[Entries for bounding box labeling]
_____

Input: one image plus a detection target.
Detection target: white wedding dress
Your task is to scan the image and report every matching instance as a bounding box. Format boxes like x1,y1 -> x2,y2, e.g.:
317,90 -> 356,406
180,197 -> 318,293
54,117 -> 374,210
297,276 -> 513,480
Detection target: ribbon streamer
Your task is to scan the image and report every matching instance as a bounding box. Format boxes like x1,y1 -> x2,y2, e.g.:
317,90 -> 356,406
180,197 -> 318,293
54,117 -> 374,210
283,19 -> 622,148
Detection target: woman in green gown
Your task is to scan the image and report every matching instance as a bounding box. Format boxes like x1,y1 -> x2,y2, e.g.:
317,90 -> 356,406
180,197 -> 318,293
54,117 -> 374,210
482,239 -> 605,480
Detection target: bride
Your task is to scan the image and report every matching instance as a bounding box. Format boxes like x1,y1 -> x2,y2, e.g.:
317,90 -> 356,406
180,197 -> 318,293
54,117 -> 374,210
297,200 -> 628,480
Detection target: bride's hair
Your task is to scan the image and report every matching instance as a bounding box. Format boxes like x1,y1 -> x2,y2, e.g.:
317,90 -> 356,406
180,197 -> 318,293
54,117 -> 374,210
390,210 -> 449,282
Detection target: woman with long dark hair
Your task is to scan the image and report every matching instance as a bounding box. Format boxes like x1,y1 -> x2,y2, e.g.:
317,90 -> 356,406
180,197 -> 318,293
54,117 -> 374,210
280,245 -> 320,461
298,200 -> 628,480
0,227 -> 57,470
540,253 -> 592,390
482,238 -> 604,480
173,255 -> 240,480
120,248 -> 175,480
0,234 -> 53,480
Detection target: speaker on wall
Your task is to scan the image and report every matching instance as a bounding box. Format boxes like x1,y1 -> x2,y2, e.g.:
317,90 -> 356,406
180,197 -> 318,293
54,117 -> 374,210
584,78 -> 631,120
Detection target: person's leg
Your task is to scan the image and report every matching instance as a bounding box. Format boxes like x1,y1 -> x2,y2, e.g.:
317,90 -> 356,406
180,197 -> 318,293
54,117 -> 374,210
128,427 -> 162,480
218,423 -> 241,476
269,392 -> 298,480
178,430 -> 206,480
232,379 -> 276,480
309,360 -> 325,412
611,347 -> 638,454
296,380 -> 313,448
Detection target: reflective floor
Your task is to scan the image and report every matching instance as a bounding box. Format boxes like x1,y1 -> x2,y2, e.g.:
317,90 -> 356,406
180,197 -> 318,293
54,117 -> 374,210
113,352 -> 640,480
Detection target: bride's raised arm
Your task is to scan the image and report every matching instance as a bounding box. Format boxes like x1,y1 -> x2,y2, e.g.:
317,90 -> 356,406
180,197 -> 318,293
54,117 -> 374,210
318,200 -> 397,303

_____

**PROBLEM DETAILS**
Put every line of the items above into a Markdown table with columns named Row and Line, starting with the line containing "Detection target: reflective floor" and continuing through the end of the items. Number each row and leave out blank lines.

**SOLUTION TO THE PROBLEM**
| Row | Line |
|---|---|
| 1 | Detection target: reflective floor |
| 2 | Your task is to scan the image and report every matching instance as a bounding box. Format boxes like x1,y1 -> x2,y2, e.g.: |
| 3 | 317,90 -> 356,406 |
| 4 | 180,197 -> 318,293 |
| 5 | 54,117 -> 374,210 |
| 6 | 113,352 -> 640,480 |
| 7 | Detection target: bride's raised arm |
| 8 | Your task is to scan the image and report every matching instance as a bounding box. Format boxes like x1,y1 -> x2,y2, e.g.: |
| 9 | 317,90 -> 356,406 |
| 10 | 180,197 -> 318,293 |
| 11 | 54,117 -> 374,210 |
| 12 | 318,200 -> 397,303 |